● **Fonte**:

L’interrogazione è stata presentata qualche giorno prima che Sala d’Ercole discutesse e approvasse la manovra finanziaria. E infatti, come abbiamo scritto all’inizio, l’emendamento del governo regionle è stato ritirato. A questo punto, non sappiamo se la volontà del governo regionale ‘interpretata’ dagli autori dell’interrogazione sia ancora in piedi (per completezza d’informaizione va detto che Governo regionale e Ars avrebbero voluto discutere e approvare alcune modifiche sulla gestione dei tributi, anche sulla scorta della protesta del Movimento dei ‘Forconi’; ma, a una legge che avebbe potuto essere impugnata, hanno preferito una trattativa con Roma).

● **Requisiti del compito**:
**a)** Trascrivi dal brano sull'interrogazione la parte che si apre con le parole contenenti "L’interrogazione è stata" e si chiude con "trattativa con Roma).".
**b)** Copia dalle righe sottostanti ogni riga che contiene la stringa "surface". Tieni conto della differenza tra maiuscole e minuscole.

● **Set di dati**:
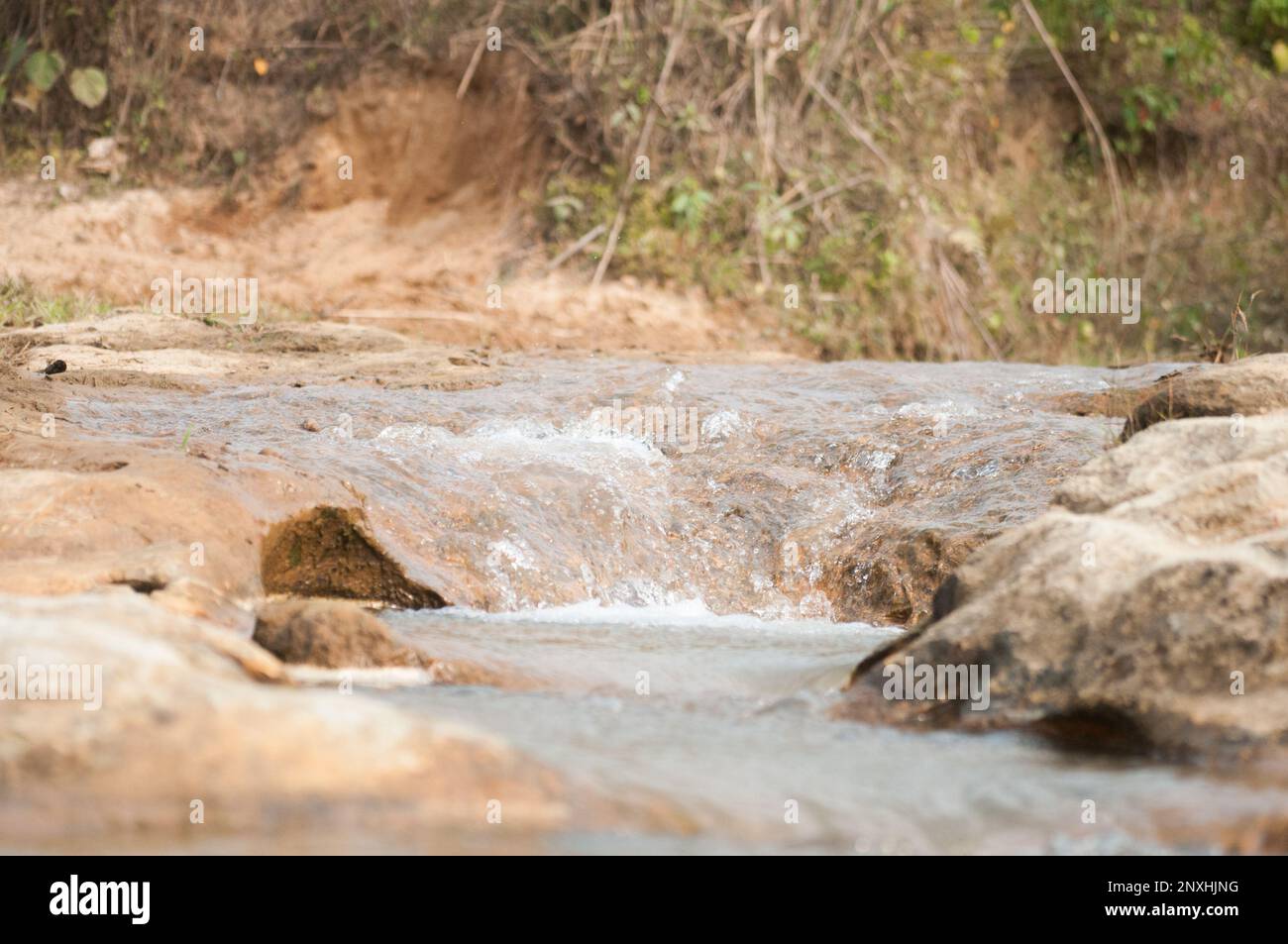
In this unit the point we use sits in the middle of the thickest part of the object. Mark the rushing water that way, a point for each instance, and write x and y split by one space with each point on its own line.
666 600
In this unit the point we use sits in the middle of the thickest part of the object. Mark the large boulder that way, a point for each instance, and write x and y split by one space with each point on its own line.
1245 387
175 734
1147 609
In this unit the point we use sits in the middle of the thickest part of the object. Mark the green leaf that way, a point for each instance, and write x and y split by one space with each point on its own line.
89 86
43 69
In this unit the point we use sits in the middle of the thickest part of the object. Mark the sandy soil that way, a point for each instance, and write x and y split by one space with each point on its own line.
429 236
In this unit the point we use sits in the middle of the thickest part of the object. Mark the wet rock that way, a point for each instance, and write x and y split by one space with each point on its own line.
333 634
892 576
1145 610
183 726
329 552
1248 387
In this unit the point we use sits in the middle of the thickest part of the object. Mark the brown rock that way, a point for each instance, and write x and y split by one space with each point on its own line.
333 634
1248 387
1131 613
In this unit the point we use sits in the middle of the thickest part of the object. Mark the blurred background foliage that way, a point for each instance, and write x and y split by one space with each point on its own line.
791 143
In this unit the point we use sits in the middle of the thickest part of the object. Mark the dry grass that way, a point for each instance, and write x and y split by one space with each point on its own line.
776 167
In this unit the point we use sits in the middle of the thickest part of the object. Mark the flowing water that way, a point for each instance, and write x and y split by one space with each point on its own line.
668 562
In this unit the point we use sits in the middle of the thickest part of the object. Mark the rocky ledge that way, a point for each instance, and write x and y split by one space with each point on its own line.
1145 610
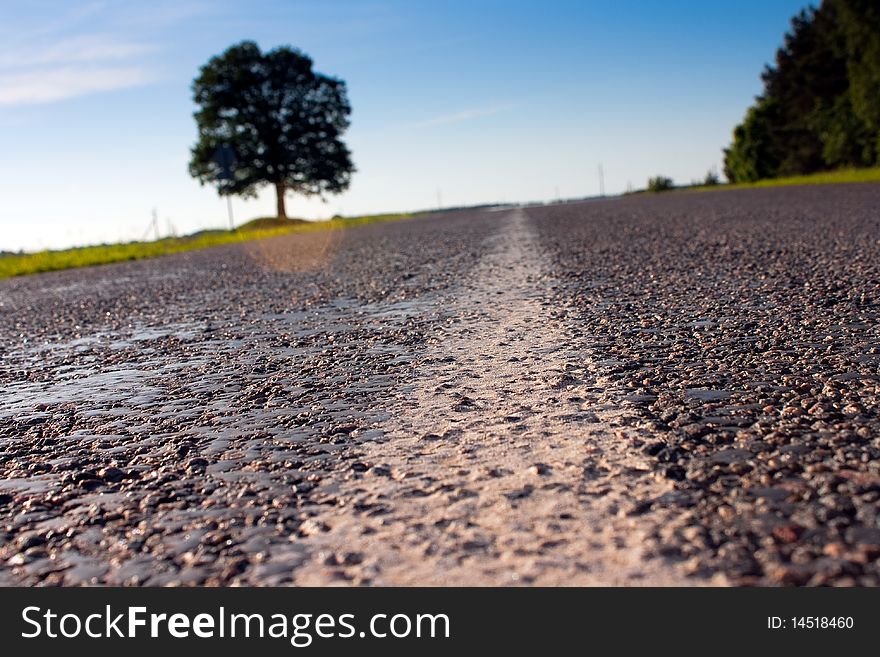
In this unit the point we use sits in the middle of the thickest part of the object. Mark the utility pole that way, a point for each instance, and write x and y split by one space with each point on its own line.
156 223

---

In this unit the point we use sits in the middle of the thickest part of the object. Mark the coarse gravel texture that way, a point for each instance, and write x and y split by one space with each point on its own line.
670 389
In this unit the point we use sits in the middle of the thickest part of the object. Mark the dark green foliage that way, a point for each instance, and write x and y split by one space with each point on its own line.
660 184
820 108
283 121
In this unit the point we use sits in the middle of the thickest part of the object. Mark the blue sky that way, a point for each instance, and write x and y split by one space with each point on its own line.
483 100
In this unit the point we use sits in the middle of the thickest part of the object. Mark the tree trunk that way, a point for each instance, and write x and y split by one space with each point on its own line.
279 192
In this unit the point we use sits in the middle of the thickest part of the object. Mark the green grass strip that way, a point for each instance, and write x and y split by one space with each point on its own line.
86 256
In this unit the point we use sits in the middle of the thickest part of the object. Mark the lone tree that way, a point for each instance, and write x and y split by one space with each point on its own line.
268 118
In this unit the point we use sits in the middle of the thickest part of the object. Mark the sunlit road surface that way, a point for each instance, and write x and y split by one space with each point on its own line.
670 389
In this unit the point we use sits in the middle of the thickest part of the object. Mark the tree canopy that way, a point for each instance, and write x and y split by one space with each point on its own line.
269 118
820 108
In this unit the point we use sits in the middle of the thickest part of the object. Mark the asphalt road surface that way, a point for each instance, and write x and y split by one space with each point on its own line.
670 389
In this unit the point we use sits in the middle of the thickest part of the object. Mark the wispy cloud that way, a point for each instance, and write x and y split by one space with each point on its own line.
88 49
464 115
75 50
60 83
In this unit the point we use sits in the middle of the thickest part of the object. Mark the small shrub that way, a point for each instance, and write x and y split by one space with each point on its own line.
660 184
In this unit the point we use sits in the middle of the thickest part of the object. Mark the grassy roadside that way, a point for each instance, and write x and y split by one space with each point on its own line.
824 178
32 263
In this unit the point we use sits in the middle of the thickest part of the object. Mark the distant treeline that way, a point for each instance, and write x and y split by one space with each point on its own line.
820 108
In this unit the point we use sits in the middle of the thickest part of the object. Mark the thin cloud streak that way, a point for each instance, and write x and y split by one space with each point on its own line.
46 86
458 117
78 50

● **Risposte complete**:
**a)**
L’interrogazione è stata presentata qualche giorno prima che Sala d’Ercole discutesse e approvasse la manovra finanziaria. E infatti, come abbiamo scritto all’inizio, l’emendamento del governo regionle è stato ritirato. A questo punto, non sappiamo se la volontà del governo regionale ‘interpretata’ dagli autori dell’interrogazione sia ancora in piedi (per completezza d’informaizione va detto che Governo regionale e Ars avrebbero voluto discutere e approvare alcune modifiche sulla gestione dei tributi, anche sulla scorta della protesta del Movimento dei ‘Forconi’; ma, a una legge che avebbe potuto essere impugnata, hanno preferito una trattativa con Roma).

**b)**
In this unit the point we use sits in the middle of the thickest part of the object. Mark the sunlit road surface that way, a point for each instance, and write x and y split by one space with each point on its own line.
In this unit the point we use sits in the middle of the thickest part of the object. Mark the asphalt road surface that way, a point for each instance, and write x and y split by one space with each point on its own line.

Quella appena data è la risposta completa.